*Listed records:*
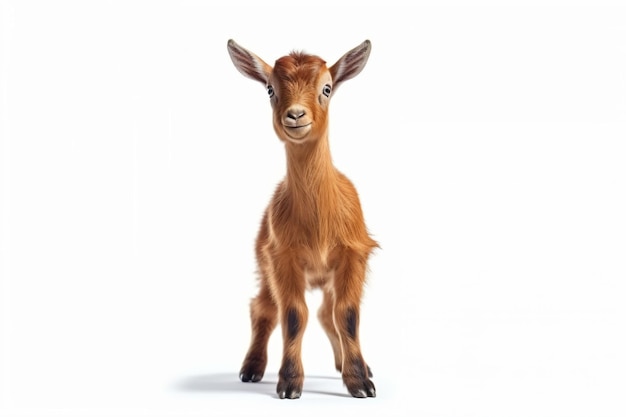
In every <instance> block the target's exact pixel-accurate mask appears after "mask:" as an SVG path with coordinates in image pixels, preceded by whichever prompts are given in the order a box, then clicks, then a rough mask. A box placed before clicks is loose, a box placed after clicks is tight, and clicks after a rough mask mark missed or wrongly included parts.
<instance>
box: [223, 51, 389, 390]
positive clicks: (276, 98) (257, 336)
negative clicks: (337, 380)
mask: <svg viewBox="0 0 626 417" xmlns="http://www.w3.org/2000/svg"><path fill="white" fill-rule="evenodd" d="M370 50H371V44H370V42H369V41H367V40H366V41H365V42H363V43H362V44H361V45H359V46H357V47H356V48H354V49H352V50H351V51H349V52H348V53H346V54H345V55H344V56H343V57H341V58H340V59H339V60H338V61H337V62H336V63H335V64H334V65H332V66H331V67H329V68H328V67H326V63H325V62H324V61H323V60H322V59H321V58H319V57H317V56H313V55H307V54H304V53H301V52H292V53H291V54H290V55H287V56H284V57H282V58H279V59H278V60H277V61H276V63H275V65H274V67H271V66H270V65H268V64H266V63H265V62H264V61H263V60H261V59H260V58H259V57H258V56H256V55H255V54H253V53H251V52H250V51H248V50H246V49H244V48H242V47H241V46H239V45H238V44H237V43H235V42H234V41H233V40H229V41H228V52H229V54H230V57H231V59H232V61H233V63H234V64H235V67H237V69H238V70H239V71H240V72H241V73H242V74H243V75H245V76H247V77H249V78H252V79H253V80H256V81H259V82H261V83H263V85H264V86H265V87H266V88H267V92H268V94H269V97H270V102H271V105H272V109H273V124H274V130H275V131H276V134H277V135H278V137H279V139H280V140H281V141H283V142H284V144H285V150H286V152H287V175H286V177H285V179H284V180H283V181H282V182H281V183H280V184H279V185H278V188H277V189H276V191H275V193H274V196H273V198H272V200H271V202H270V204H269V206H268V208H267V210H266V211H265V214H264V217H263V221H262V223H261V229H260V231H259V234H258V237H257V241H256V256H257V262H258V268H259V274H260V290H259V293H258V295H257V296H256V297H255V298H254V299H253V300H252V302H251V306H250V310H251V314H250V315H251V320H252V340H251V344H250V347H249V350H248V353H247V355H246V357H245V360H244V362H243V366H242V368H241V372H240V378H241V380H242V381H244V382H249V381H251V382H258V381H260V380H261V378H263V374H264V372H265V367H266V365H267V345H268V340H269V337H270V334H271V333H272V331H273V330H274V328H275V327H276V324H277V323H278V321H279V320H280V324H281V328H282V333H283V358H282V364H281V367H280V371H279V373H278V375H279V379H278V385H277V387H276V392H277V393H278V396H279V397H280V398H299V397H300V395H301V393H302V384H303V381H304V374H303V368H302V360H301V346H302V336H303V333H304V328H305V326H306V322H307V319H308V309H307V306H306V302H305V290H306V289H307V288H321V289H322V291H323V295H324V296H323V302H322V306H321V308H320V310H319V314H318V317H319V319H320V322H321V324H322V326H323V328H324V330H325V331H326V333H327V334H328V337H329V339H330V342H331V345H332V348H333V353H334V356H335V367H336V368H337V370H339V371H340V372H341V374H342V378H343V381H344V383H345V385H346V387H347V388H348V391H349V392H350V394H352V395H353V396H354V397H361V398H364V397H375V396H376V389H375V387H374V384H373V383H372V381H371V380H370V377H371V376H372V374H371V370H370V369H369V367H368V366H367V364H366V363H365V361H364V360H363V356H362V354H361V347H360V343H359V310H360V304H361V294H362V292H363V285H364V282H365V273H366V269H367V259H368V257H369V255H370V253H371V252H372V250H373V249H374V248H375V247H377V246H378V245H377V243H376V242H375V241H374V240H373V239H372V238H371V237H370V236H369V234H368V232H367V229H366V227H365V222H364V220H363V214H362V212H361V205H360V202H359V197H358V194H357V192H356V189H355V188H354V186H353V185H352V183H351V182H350V180H348V179H347V178H346V177H345V176H344V175H343V174H341V173H340V172H339V171H337V169H336V168H335V167H334V166H333V163H332V161H331V156H330V149H329V144H328V105H329V100H330V97H331V95H332V93H333V91H334V90H336V89H337V87H338V86H339V85H340V84H341V83H342V82H344V81H346V80H348V79H350V78H353V77H355V76H356V75H357V74H359V73H360V72H361V70H362V69H363V67H364V66H365V63H366V62H367V59H368V57H369V54H370Z"/></svg>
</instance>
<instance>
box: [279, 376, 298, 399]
mask: <svg viewBox="0 0 626 417" xmlns="http://www.w3.org/2000/svg"><path fill="white" fill-rule="evenodd" d="M276 394H278V398H280V399H281V400H283V399H285V398H288V399H290V400H295V399H297V398H300V396H301V395H302V381H298V380H296V379H291V380H285V379H282V378H280V379H279V380H278V385H276Z"/></svg>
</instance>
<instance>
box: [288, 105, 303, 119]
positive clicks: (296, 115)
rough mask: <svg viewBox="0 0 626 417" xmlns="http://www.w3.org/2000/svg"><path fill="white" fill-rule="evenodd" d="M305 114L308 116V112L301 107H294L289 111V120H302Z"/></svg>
mask: <svg viewBox="0 0 626 417" xmlns="http://www.w3.org/2000/svg"><path fill="white" fill-rule="evenodd" d="M305 114H306V112H305V111H304V109H303V108H301V107H292V108H290V109H289V110H287V117H288V118H289V119H293V120H294V121H296V120H298V119H299V118H301V117H302V116H304V115H305Z"/></svg>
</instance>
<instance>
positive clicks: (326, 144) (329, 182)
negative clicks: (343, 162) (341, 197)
mask: <svg viewBox="0 0 626 417" xmlns="http://www.w3.org/2000/svg"><path fill="white" fill-rule="evenodd" d="M286 148H287V149H286V150H287V177H286V181H285V184H286V186H287V190H288V192H289V193H290V194H291V195H292V197H293V202H294V203H295V204H296V205H303V206H301V207H298V208H299V211H300V212H307V211H308V210H307V208H308V209H314V210H316V211H317V212H319V211H320V210H322V211H324V209H325V208H329V205H332V200H334V196H335V190H336V177H337V171H336V169H335V167H334V166H333V163H332V159H331V156H330V148H329V145H328V135H324V136H322V137H320V138H319V139H318V140H316V141H314V142H312V143H304V144H301V145H295V144H289V145H288V146H287V147H286Z"/></svg>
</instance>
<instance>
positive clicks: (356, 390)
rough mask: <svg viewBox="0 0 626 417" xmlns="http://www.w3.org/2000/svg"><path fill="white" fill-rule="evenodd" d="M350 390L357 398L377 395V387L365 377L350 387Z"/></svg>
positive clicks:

*Exercise instructions:*
Turn each line of the items above into a numbered list entry, skipping blank lines and leaving out the picture.

*Reply to the exercise:*
1. In every <instance> block the target's exact pixel-accurate mask appears after "mask:" as an SVG path with coordinates in image pixels, preceded by whichever prompts are given in the order a box, then clicks, then a rough mask. A box placed before clicks is loose, a box placed after clicks is tight, and clicks after a rough mask mark missed or wrongly included parts.
2. <instance>
3. box: [223, 51, 389, 390]
4. positive clicks: (276, 98) (257, 336)
5. negative clicks: (337, 380)
6. mask: <svg viewBox="0 0 626 417" xmlns="http://www.w3.org/2000/svg"><path fill="white" fill-rule="evenodd" d="M370 50H371V44H370V42H369V41H367V40H366V41H365V42H363V43H362V44H361V45H359V46H357V47H356V48H354V49H352V50H351V51H349V52H348V53H346V54H345V55H344V56H343V57H341V58H340V59H339V60H338V61H337V62H336V63H335V64H334V65H332V66H331V67H329V68H328V67H326V63H325V62H324V61H323V60H322V59H321V58H319V57H317V56H313V55H307V54H304V53H301V52H292V53H291V54H290V55H287V56H284V57H282V58H279V59H278V60H277V61H276V63H275V65H274V67H271V66H270V65H268V64H266V63H265V62H264V61H263V60H261V59H260V58H259V57H258V56H256V55H255V54H253V53H251V52H250V51H248V50H246V49H244V48H242V47H241V46H239V45H238V44H237V43H235V42H234V41H233V40H229V41H228V52H229V54H230V57H231V59H232V61H233V63H234V64H235V67H237V69H238V70H239V71H240V72H241V73H242V74H243V75H245V76H247V77H249V78H252V79H253V80H256V81H259V82H261V83H263V85H264V86H265V87H266V88H267V92H268V94H269V97H270V102H271V105H272V109H273V124H274V130H275V131H276V134H277V135H278V137H279V139H280V140H281V141H283V142H284V144H285V150H286V152H287V175H286V177H285V179H284V180H283V181H282V182H281V183H280V184H279V185H278V188H277V189H276V191H275V193H274V196H273V198H272V200H271V202H270V204H269V206H268V208H267V210H266V211H265V214H264V217H263V221H262V223H261V229H260V231H259V234H258V237H257V241H256V256H257V262H258V268H259V274H260V290H259V293H258V295H257V296H256V297H255V298H254V299H253V300H252V302H251V306H250V310H251V314H250V315H251V320H252V340H251V344H250V347H249V350H248V353H247V355H246V357H245V360H244V362H243V366H242V368H241V372H240V378H241V380H242V381H244V382H249V381H251V382H258V381H260V380H261V378H263V374H264V372H265V367H266V365H267V345H268V340H269V337H270V334H271V333H272V331H273V330H274V328H275V327H276V324H277V323H278V321H279V320H280V324H281V328H282V333H283V358H282V364H281V367H280V371H279V373H278V375H279V379H278V385H277V387H276V392H277V393H278V396H279V397H280V398H299V397H300V395H301V393H302V384H303V381H304V374H303V368H302V360H301V346H302V336H303V333H304V328H305V326H306V322H307V319H308V309H307V306H306V302H305V290H306V289H307V288H321V289H322V291H323V295H324V296H323V302H322V306H321V308H320V310H319V314H318V317H319V319H320V322H321V324H322V326H323V328H324V330H325V331H326V333H327V334H328V337H329V339H330V342H331V345H332V348H333V353H334V356H335V367H336V368H337V370H339V371H340V372H341V374H342V378H343V381H344V383H345V385H346V387H347V388H348V391H349V392H350V394H352V395H353V396H354V397H361V398H364V397H375V396H376V389H375V387H374V384H373V383H372V381H371V380H370V377H371V376H372V374H371V370H370V369H369V367H368V366H367V364H366V363H365V361H364V360H363V356H362V354H361V347H360V343H359V310H360V304H361V294H362V292H363V285H364V282H365V273H366V269H367V259H368V257H369V255H370V253H371V252H372V250H373V249H374V248H375V247H377V246H378V245H377V243H376V242H375V241H374V240H373V239H372V238H371V237H370V236H369V234H368V232H367V229H366V227H365V222H364V220H363V214H362V212H361V205H360V202H359V197H358V194H357V192H356V189H355V188H354V186H353V185H352V183H351V182H350V180H348V179H347V178H346V177H345V176H344V175H343V174H341V173H340V172H339V171H337V169H336V168H335V167H334V166H333V163H332V161H331V156H330V149H329V144H328V105H329V100H330V97H331V95H332V93H333V91H334V90H336V89H337V87H338V86H339V85H340V84H341V83H342V82H344V81H346V80H348V79H350V78H353V77H355V76H356V75H357V74H359V73H360V72H361V70H362V69H363V67H364V66H365V63H366V62H367V59H368V57H369V54H370Z"/></svg>
7. </instance>
8. <instance>
9. box: [279, 376, 298, 399]
10. mask: <svg viewBox="0 0 626 417" xmlns="http://www.w3.org/2000/svg"><path fill="white" fill-rule="evenodd" d="M276 394H278V398H280V399H281V400H283V399H285V398H288V399H290V400H295V399H297V398H300V396H301V395H302V381H298V380H296V379H291V380H285V379H282V378H280V379H279V380H278V385H276Z"/></svg>
11. </instance>
12. <instance>
13. box: [288, 105, 303, 119]
14. positive clicks: (296, 115)
15. rough mask: <svg viewBox="0 0 626 417" xmlns="http://www.w3.org/2000/svg"><path fill="white" fill-rule="evenodd" d="M305 114L308 116V112L301 107H294L289 111V120H302Z"/></svg>
16. mask: <svg viewBox="0 0 626 417" xmlns="http://www.w3.org/2000/svg"><path fill="white" fill-rule="evenodd" d="M305 114H306V112H305V111H304V109H303V108H301V107H292V108H290V109H289V110H287V117H288V118H289V119H293V120H294V121H296V120H298V119H299V118H301V117H302V116H304V115H305Z"/></svg>
17. </instance>
18. <instance>
19. positive clicks: (326, 144) (329, 182)
20. negative clicks: (343, 162) (341, 197)
21. mask: <svg viewBox="0 0 626 417" xmlns="http://www.w3.org/2000/svg"><path fill="white" fill-rule="evenodd" d="M286 148H287V149H286V150H287V177H286V181H285V184H286V186H287V190H288V192H289V193H290V194H291V195H292V197H293V202H294V203H295V204H296V205H303V206H301V207H298V208H299V211H300V212H307V211H308V210H307V208H308V209H314V210H316V211H317V212H319V211H320V210H322V211H324V209H325V208H329V205H332V200H334V196H335V190H336V177H337V171H336V169H335V167H334V166H333V163H332V159H331V156H330V148H329V145H328V135H324V136H322V137H320V138H319V139H318V140H316V141H314V142H312V143H304V144H301V145H295V144H289V145H288V146H287V147H286Z"/></svg>
22. </instance>
23. <instance>
24. positive clicks: (356, 390)
25. rough mask: <svg viewBox="0 0 626 417" xmlns="http://www.w3.org/2000/svg"><path fill="white" fill-rule="evenodd" d="M350 390L357 398L377 395V387L365 377L350 387Z"/></svg>
26. positive clicks:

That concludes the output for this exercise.